*Excerpt provided*.
****
Several more days passed. Louie caught nothing, and his hook supply dwindled. No more birds landed on the raft. Periodically, rain replenished the water tins, but only partway.

The men floated in a sensory vacuum. When the weather was calm, the ocean was silent. There was nothing to touch but water, skin, hair, and canvas. Other than the charred smell of the raft, there were no odors. There was nothing to look at but sky and sea. At some point, Louie stuck his finger in his ear and felt wax there. He smelled his finger, and by virtue of being new, the scent of the wax was curiously refreshing. He developed a habit of twisting his finger in his ear and sniffing it. Phil began doing it too.

When Louie slept, he dreamed of being on land, trying to sleep, but there was never a place to rest safely—only rocks, sucking mud, beds of cactus. He would be on perilous cliffs or unstable boulders, and the ground would heave and shift under his weight. Phil was having the same dreams.

As time passed, Phil began thinking about an article, written by the World War I ace pilot Eddie Rickenbacker, that he had read in Life magazine that winter. The previous October, a B-17 carrying Rickenbacker and a crew over the Pacific had become lost and run out of fuel. The pilot had ditched the plane, and it had floated long enough for the men to get into rafts. The men had drifted for weeks, surviving on stores in the rafts, rainwater, fish, and bird meat. One man had died, and the rest had hallucinated, babbling at invisible companions, singing bizarre songs, arguing about where to pull over the imaginary car in which they were riding. One lieutenant had been visited by a specter who had tried to lure him to the bottom of the ocean. Finally, the rafts had split up, and one had reached an island. Natives had radioed to Funafuti, and the other men had been rescued.
****
*Data block*.
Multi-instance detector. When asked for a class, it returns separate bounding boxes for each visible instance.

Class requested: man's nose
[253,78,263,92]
****
*Actions to take*.
a) In the raft passage, in which magazine had Phil read the Eddie Rickenbacker article?
b) Continue the raft passage from its final sentence.

*Answers to the problems*.
a) Life magazine.

b)
It seemed that Rickenbacker’s crew had stretched the capacity for human survival as far as it would go. Rickenbacker had written that he had drifted for twenty-one days (he had actually drifted for twenty-four), and Phil, Louie, and Mac believed that this was a survival record. In fact, the record for inflated raft survival appears to have been set in 1942, when three navy plane crash victims survived for thirty-four days on the Pacific before reaching an island, where they were sheltered by natives.*

At first, Phil gave no thought to counting days, but when time stretched on, he began paying attention to how long they’d been out there. He had no trouble counting days without confusion; because they were on the raft for only part of the day they crashed, Phil and Louie counted the following day as day 1. With each new day, Phil told himself that surely they’d be picked up before reaching Rickenbacker’s mark. When he considered what they’d do if they passed that mark, he had no answer.

Rickenbacker’s story, familiar to Louie also, was important for another reason. Exposure, dehydration, stress, and hunger had quickly driven many of Rickenbacker’s party insane, a common fate for raft-bound men. Louie was more concerned about sanity than he was about sustenance. He kept thinking of a college physiology class he had taken, in which the instructor had taught them to think of the mind as a muscle that would atrophy if left idle. Louie was determined that no matter what happened to their bodies, their minds would stay under their control.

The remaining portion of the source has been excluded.